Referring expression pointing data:
★ ★ ★ ★ ★ ★ ★

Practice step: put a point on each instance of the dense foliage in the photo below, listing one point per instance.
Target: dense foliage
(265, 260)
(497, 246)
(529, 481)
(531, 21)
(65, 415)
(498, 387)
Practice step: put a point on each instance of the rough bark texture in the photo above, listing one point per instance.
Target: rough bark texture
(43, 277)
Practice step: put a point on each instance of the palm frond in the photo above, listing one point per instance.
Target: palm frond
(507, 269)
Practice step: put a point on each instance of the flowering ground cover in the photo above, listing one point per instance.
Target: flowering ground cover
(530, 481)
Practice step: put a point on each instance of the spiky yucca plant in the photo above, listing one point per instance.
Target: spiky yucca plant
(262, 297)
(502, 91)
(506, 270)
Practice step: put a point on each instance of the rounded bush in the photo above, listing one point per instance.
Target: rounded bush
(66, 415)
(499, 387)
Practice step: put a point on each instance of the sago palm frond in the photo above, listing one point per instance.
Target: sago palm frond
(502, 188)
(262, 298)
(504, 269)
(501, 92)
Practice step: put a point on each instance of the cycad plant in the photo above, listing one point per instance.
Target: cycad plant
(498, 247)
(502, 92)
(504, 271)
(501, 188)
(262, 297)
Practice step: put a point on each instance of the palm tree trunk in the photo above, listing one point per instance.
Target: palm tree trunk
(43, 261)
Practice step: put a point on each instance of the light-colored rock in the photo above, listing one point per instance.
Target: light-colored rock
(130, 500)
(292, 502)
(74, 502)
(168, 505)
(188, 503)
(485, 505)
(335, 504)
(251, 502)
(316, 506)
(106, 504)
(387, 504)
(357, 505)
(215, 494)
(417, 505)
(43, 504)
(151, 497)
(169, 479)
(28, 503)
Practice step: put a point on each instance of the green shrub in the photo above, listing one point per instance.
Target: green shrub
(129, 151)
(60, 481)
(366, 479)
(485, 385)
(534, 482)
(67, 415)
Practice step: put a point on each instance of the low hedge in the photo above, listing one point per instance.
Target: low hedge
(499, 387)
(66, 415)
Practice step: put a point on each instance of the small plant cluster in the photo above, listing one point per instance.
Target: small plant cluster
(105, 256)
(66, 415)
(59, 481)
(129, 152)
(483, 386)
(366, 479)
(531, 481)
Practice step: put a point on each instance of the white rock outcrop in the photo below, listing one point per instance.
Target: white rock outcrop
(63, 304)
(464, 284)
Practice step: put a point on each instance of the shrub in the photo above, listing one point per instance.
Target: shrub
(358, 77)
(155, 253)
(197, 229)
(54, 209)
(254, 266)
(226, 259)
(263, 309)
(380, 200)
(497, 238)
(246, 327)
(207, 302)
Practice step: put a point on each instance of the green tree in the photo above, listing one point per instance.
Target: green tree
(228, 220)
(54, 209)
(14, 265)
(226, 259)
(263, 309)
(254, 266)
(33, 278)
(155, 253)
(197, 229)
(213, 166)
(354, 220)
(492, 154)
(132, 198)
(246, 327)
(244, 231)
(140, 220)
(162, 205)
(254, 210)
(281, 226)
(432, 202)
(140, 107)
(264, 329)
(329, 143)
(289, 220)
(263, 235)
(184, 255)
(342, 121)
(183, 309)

★ ★ ★ ★ ★ ★ ★

■ What you should do ■
Check each line above for the word "below" and copy the ones that have it.

■ Task response ■
Practice step: put a point on each instance of the dense foliage in the photo below, listing one point per instance.
Practice step: put a point on each instance of the white rock outcrop in the photo below, listing one point per instance.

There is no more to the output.